* STATED EXERCISE:
Continue the article about keograms and all-sky cameras, starting right after its last sentence.

* READING PASSAGE:
━━━

Eyes on the Aurora, Part 2: What is a Keogram?

Guest post by Aurorasaurus Ambassador Jeremy Kuzub

This article is the second of three about how researchers and citizen scientists record and explore years of auroral activity using all-sky cameras, keograms, and software visualizations. The first post is available here

Looking Up

The first step in aurora borealis research is just looking up at the night sky and paying close attention. The language of the aurora is its shapes, colors, motions, and rhythms. These give us clues about our Earth’s upper atmosphere, its geomagnetic field, and the interaction between the sun and the Earth via the solar wind and space weather.

For decades researchers have automated the process of ‘looking up’ through the use of “All-Sky Cameras”. These are located in the auroral zones across many countries, and automatically record images of the entire night sky every few seconds or minutes. You can read more about all-sky imagers in part one of this article series “What is an All-Sky Camera?”. All-sky cameras, and their earlier cousins, “meridian scanning photometers,” gather thousands of images and measurements across dozens of locations in the northern and southern hemispheres. There is a vast amount of data to sort through, so having tools to quickly triage and analyze all these nights of auroral activity is critical to new insights and new science.

An animated gif shows green aurora playing across and slightly distorted by a fish-eye lens that shows the entire sky.

Fig 1. An all-sky camera’s view of the night sky. Its “fish-eye” lens sees the entire sky from horizon-to-horizon. The northern horizon is at the top of the image, southern at the bottom. (Illustration by author, data from AuroraMAX played faster than real-time)

━━━

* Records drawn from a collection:
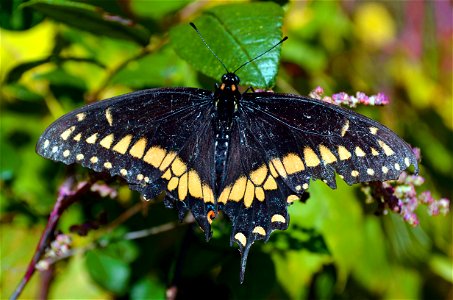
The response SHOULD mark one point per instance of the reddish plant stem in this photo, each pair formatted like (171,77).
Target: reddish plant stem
(66,197)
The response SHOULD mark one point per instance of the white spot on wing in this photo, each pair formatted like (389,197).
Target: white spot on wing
(108,116)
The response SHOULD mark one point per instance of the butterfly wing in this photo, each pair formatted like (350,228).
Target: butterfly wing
(151,138)
(281,142)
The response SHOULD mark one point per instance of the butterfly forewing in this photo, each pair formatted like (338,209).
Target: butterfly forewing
(280,142)
(165,139)
(156,139)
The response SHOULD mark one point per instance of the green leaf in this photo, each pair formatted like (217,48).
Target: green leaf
(143,9)
(237,33)
(148,288)
(12,18)
(156,70)
(109,272)
(92,19)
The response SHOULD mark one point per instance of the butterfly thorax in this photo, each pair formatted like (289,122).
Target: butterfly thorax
(226,100)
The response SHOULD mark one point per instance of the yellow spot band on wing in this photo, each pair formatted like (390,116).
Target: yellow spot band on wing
(359,152)
(259,193)
(92,139)
(208,195)
(108,116)
(278,218)
(123,144)
(293,163)
(259,175)
(154,156)
(311,159)
(195,189)
(182,187)
(292,198)
(138,148)
(240,237)
(343,153)
(107,141)
(259,230)
(270,184)
(223,198)
(178,167)
(173,183)
(249,194)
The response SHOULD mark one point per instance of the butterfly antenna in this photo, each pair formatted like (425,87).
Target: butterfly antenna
(246,63)
(207,46)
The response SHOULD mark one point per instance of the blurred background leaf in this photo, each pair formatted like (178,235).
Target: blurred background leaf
(58,55)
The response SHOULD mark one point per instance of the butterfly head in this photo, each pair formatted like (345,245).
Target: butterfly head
(230,82)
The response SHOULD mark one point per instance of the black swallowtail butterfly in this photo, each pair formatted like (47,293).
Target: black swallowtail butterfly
(249,155)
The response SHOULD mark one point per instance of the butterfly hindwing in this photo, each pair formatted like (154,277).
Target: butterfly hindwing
(281,142)
(151,138)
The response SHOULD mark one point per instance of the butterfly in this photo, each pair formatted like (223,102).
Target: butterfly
(248,155)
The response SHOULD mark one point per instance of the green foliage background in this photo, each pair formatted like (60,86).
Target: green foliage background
(58,55)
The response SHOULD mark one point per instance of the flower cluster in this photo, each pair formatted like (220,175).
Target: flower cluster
(343,98)
(400,196)
(60,247)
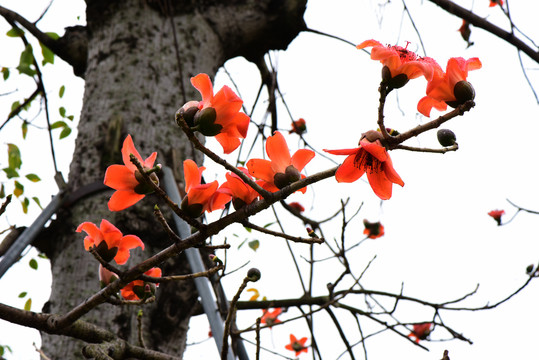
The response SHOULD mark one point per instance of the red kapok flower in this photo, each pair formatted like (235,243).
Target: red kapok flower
(400,64)
(373,230)
(421,331)
(200,197)
(109,242)
(140,290)
(297,345)
(242,194)
(449,88)
(371,158)
(282,169)
(296,205)
(497,215)
(270,317)
(299,126)
(123,178)
(219,114)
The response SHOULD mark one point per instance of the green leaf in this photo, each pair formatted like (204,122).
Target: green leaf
(255,244)
(33,264)
(11,173)
(25,204)
(19,189)
(33,177)
(15,105)
(58,124)
(65,132)
(24,128)
(243,242)
(28,305)
(15,32)
(48,55)
(37,202)
(5,73)
(14,156)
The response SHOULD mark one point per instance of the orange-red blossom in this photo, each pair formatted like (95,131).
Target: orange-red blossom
(373,230)
(420,331)
(400,64)
(270,318)
(297,345)
(449,87)
(138,289)
(126,179)
(282,169)
(370,157)
(218,113)
(200,197)
(241,193)
(109,242)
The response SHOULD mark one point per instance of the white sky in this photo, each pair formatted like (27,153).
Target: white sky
(439,240)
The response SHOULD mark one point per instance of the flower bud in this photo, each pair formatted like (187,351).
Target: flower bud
(193,210)
(106,276)
(446,137)
(254,274)
(205,122)
(142,188)
(103,250)
(187,113)
(463,92)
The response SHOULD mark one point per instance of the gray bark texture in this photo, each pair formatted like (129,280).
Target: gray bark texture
(134,86)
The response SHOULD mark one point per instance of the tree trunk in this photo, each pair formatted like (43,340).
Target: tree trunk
(133,86)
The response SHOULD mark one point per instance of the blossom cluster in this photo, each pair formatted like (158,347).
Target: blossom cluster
(449,87)
(219,115)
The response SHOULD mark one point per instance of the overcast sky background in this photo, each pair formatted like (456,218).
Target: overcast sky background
(439,240)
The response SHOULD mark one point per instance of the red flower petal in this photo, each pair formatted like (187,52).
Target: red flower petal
(122,199)
(203,84)
(120,177)
(261,169)
(278,152)
(301,158)
(348,172)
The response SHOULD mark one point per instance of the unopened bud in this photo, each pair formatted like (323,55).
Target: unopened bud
(446,137)
(187,113)
(254,274)
(463,92)
(205,122)
(143,188)
(193,210)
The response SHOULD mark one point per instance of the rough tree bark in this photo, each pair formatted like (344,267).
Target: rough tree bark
(134,86)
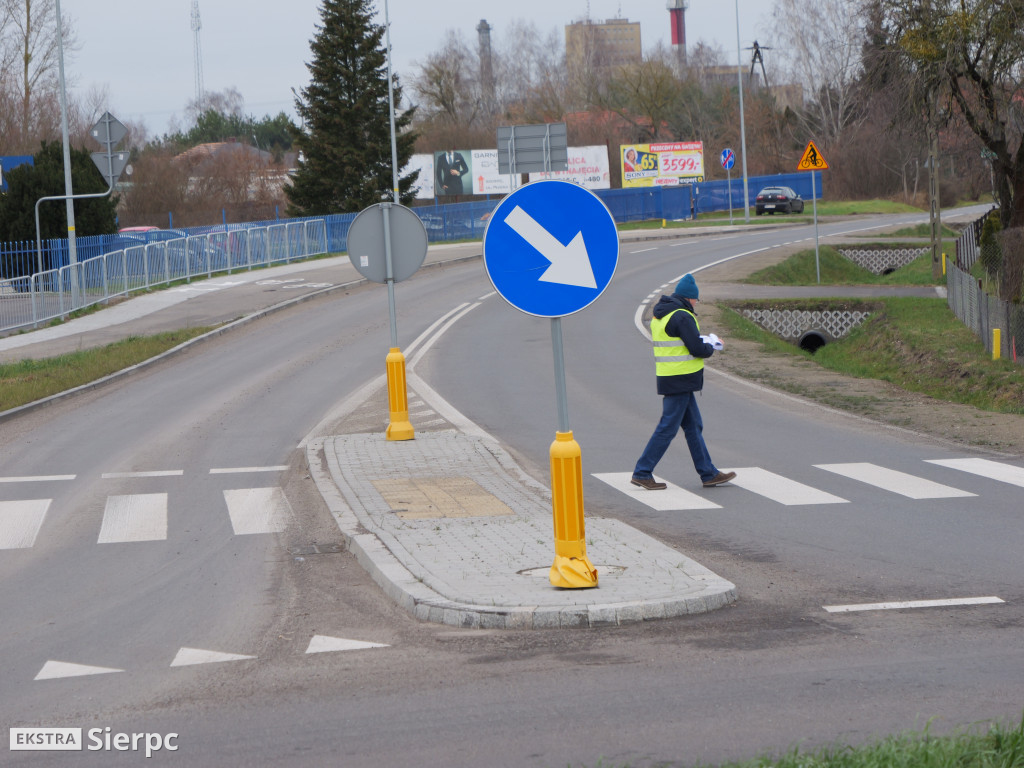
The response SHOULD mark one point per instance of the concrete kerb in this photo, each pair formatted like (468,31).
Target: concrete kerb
(677,585)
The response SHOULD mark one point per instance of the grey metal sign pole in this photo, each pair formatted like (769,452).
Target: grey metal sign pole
(561,395)
(72,245)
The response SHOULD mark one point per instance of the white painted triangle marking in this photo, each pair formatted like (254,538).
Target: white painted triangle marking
(53,670)
(324,644)
(188,656)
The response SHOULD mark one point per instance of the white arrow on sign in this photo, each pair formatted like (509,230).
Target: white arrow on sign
(569,264)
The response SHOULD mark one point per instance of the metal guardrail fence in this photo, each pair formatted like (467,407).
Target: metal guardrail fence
(977,309)
(28,301)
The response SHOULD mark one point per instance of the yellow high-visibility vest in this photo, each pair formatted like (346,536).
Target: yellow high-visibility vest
(671,355)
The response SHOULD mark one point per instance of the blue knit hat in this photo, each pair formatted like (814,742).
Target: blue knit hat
(687,288)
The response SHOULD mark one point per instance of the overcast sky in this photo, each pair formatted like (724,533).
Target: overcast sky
(142,51)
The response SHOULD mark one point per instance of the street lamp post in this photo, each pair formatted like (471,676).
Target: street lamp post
(72,245)
(742,127)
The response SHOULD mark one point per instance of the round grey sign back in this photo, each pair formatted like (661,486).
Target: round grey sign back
(366,243)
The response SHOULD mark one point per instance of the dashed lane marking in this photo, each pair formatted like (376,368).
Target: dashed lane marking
(913,604)
(38,478)
(189,656)
(246,470)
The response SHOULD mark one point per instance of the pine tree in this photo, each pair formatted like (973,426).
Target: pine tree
(345,141)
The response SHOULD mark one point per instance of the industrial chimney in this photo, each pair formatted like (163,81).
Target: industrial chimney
(677,15)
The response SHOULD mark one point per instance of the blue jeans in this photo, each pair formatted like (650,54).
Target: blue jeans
(677,411)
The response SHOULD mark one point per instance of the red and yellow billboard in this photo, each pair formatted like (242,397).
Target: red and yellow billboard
(662,165)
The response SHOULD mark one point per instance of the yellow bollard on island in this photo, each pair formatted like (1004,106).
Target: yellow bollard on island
(399,427)
(571,568)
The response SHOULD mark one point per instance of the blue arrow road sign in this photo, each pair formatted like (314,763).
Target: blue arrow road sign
(550,248)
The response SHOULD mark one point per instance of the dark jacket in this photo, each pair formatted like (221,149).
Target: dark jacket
(682,326)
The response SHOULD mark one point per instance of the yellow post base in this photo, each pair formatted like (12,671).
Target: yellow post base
(399,427)
(571,567)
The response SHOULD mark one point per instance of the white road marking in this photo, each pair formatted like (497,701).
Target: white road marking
(985,468)
(243,470)
(189,656)
(258,510)
(672,498)
(913,604)
(139,517)
(779,488)
(20,520)
(897,482)
(324,644)
(38,478)
(52,670)
(156,473)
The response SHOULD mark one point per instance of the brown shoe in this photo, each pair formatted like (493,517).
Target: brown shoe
(719,479)
(649,483)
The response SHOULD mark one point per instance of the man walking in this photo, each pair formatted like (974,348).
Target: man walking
(679,354)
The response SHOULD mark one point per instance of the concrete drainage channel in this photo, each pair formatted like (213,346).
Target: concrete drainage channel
(808,329)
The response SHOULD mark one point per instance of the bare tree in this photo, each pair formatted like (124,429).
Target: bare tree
(823,42)
(31,50)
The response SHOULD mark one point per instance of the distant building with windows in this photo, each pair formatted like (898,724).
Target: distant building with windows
(614,42)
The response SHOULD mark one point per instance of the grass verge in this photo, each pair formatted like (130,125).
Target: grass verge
(29,380)
(916,344)
(800,269)
(991,745)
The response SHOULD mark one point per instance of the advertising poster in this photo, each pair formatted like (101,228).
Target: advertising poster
(663,164)
(451,171)
(588,167)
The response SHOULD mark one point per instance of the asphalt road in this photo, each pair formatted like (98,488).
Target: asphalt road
(775,670)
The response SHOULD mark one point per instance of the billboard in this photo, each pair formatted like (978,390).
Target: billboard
(475,172)
(662,165)
(588,166)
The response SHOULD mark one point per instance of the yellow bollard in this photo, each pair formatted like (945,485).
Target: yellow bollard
(399,427)
(571,568)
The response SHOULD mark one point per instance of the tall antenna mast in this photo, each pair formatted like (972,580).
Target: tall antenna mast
(198,46)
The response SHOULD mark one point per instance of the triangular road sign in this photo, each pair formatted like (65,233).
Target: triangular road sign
(812,160)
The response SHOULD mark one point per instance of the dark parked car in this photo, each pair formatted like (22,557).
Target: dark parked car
(778,200)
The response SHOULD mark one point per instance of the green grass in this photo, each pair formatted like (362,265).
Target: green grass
(916,344)
(31,380)
(800,269)
(980,747)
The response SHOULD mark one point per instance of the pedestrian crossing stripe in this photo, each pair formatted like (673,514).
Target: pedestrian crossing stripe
(791,493)
(985,468)
(778,488)
(139,517)
(672,498)
(258,510)
(20,520)
(896,482)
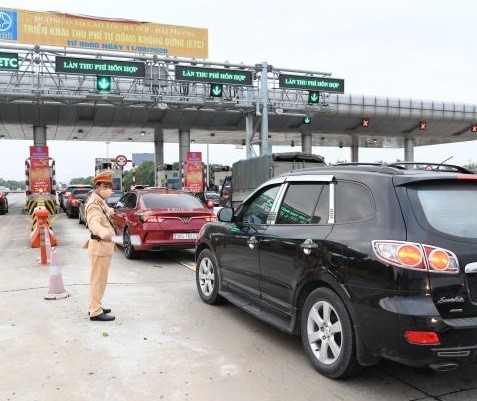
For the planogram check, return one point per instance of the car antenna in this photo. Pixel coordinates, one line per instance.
(441, 163)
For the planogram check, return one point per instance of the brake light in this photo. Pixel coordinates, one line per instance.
(415, 256)
(422, 337)
(409, 255)
(144, 218)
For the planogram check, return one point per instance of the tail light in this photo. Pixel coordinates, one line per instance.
(145, 218)
(415, 256)
(422, 337)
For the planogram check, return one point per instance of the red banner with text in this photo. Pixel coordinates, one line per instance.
(194, 175)
(39, 170)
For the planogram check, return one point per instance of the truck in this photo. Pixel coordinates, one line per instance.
(248, 174)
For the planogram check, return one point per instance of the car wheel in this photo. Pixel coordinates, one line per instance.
(207, 278)
(129, 250)
(328, 336)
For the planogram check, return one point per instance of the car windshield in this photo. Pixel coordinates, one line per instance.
(171, 201)
(450, 208)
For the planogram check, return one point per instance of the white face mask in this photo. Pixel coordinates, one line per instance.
(105, 192)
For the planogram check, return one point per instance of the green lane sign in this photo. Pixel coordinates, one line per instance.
(311, 83)
(214, 75)
(97, 66)
(103, 83)
(216, 90)
(313, 97)
(8, 61)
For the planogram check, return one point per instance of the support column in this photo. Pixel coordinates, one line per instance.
(265, 148)
(39, 135)
(158, 152)
(248, 135)
(184, 144)
(408, 149)
(354, 149)
(306, 143)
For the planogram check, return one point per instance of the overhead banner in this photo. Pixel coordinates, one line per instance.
(99, 66)
(194, 175)
(39, 170)
(85, 32)
(214, 75)
(335, 85)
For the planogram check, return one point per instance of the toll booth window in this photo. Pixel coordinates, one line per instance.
(256, 210)
(299, 203)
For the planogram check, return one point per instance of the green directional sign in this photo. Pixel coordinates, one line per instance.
(311, 83)
(313, 97)
(98, 66)
(216, 90)
(214, 75)
(103, 83)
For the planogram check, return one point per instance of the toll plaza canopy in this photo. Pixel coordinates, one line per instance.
(95, 95)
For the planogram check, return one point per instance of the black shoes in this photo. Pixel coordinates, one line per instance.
(102, 317)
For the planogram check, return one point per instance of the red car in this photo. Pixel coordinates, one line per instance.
(153, 219)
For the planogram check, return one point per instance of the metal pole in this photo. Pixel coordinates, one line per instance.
(208, 167)
(264, 146)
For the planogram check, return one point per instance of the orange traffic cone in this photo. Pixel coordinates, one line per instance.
(56, 288)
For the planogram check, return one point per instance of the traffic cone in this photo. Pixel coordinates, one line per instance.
(56, 289)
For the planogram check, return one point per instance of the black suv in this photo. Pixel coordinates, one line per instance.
(363, 261)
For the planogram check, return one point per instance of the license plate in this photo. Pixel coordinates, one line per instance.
(184, 236)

━━━

* THE OUTPUT:
Keogram – a story book of the night sky

So, how do researchers review years’ worth of night sky activity? How can we detect patterns at a glance, find key auroral events, and filter out cloudy nights?

Enter the “keogram,” a different way of looking at a whole night’s auroral activity in a single image:

A colorful keogram is labeled dusk to dawn on the X axis and Northern Horizon to Southern Horizon on the Y axis.

Fig 2. A keogram captures the flow of time from dusk till dawn as its left-to-right horizontal axis. Latitude is represented as the vertical axis, with the magnetic northern horizon typically at the top, the southern horizon at the bottom, and the ‘zenith;’ (directly overhead) at the midpoint between top and bottom. (Illustration by author, data from AuroraMAX)

The word ‘keogram’ was derived from keoeeit, the Inuit word for the Aurora Borealis. Dr. Robert Eather developed keograms in the 1970s[1] as a way of visualizing the output of ‘scanning photometers’ – which measure the brightness of one point in the sky at a time. A scanning photometer has a light sensor which is like a one-pixel camera, and this sensor must be mechanically  scanned from looking north to south every few minutes to get a view of the sky, recording light intensity to magnetic tape or even film. Dr. Eather’s insight was that this data could be assembled by a computer (in 1976!) to create a single image of all aurora activity throughout the night, with time from dusk till dawn captured as the left-to-right direction, and north to south captured as top-to-bottom. Here is one of the first keograms:

A black and white keogram. It is labeled in old fonts and is dated 4 Feb 70.

Fig 3. One of the first keograms of aurora, published in 1976. Though not the perceived quality of a modern keogram from an all-sky digital camera, it provided a new way of matching up optical aurora data in conjunction with other instruments, in this case particle detectors on a nearby orbiting satellite[1].

That keogram doesn’t make too much sense yet, but we will take a deep dive into understanding keograms over the rest of this article.

Keograms can be assembled from both “scanning photometer” data and all-sky cameras images—how we read them and what they can tell us about auroral activity is similar. Let’s first look at how a keogram is assembled from all-sky camera images, which is a bit more intuitive, then go back to scanning photometers and what different insights they can add.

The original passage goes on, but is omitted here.